Work to be completed: Reproduce the material below word for word, from the line containing "Where can you see the sunlight" down through the final line.

━━━━━━

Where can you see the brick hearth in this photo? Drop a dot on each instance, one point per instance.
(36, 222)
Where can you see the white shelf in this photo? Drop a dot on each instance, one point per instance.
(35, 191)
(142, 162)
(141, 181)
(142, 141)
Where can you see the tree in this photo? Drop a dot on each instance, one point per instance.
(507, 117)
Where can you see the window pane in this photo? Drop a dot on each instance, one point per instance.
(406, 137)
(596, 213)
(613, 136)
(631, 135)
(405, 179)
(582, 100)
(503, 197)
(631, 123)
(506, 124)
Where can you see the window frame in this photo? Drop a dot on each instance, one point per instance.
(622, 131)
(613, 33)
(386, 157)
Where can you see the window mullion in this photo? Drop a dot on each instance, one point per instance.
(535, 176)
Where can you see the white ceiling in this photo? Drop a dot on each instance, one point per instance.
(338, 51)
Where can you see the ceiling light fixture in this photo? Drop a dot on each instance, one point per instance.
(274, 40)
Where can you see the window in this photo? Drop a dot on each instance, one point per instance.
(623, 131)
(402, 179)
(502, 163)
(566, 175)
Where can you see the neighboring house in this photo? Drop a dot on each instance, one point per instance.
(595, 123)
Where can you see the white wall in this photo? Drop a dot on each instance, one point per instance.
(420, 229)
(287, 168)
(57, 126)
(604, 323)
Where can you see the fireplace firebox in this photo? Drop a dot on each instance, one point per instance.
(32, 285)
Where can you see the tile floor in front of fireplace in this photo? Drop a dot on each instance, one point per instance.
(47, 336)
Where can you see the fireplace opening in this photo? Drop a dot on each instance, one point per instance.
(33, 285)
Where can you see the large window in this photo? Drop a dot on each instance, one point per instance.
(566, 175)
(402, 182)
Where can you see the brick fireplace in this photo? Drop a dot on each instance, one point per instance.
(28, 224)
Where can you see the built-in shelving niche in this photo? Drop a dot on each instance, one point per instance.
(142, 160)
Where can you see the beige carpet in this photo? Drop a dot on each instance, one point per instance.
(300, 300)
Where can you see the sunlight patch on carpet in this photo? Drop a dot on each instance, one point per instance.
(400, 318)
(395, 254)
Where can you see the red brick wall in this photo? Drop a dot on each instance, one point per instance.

━━━━━━

Written solution:
Where can you see the sunlight patch on carpet in this photo? Drop a dot on each instance, one point per instance.
(400, 318)
(395, 254)
Where can you see the red brick wall in this photo? Drop a dot on each instance, one point per instance.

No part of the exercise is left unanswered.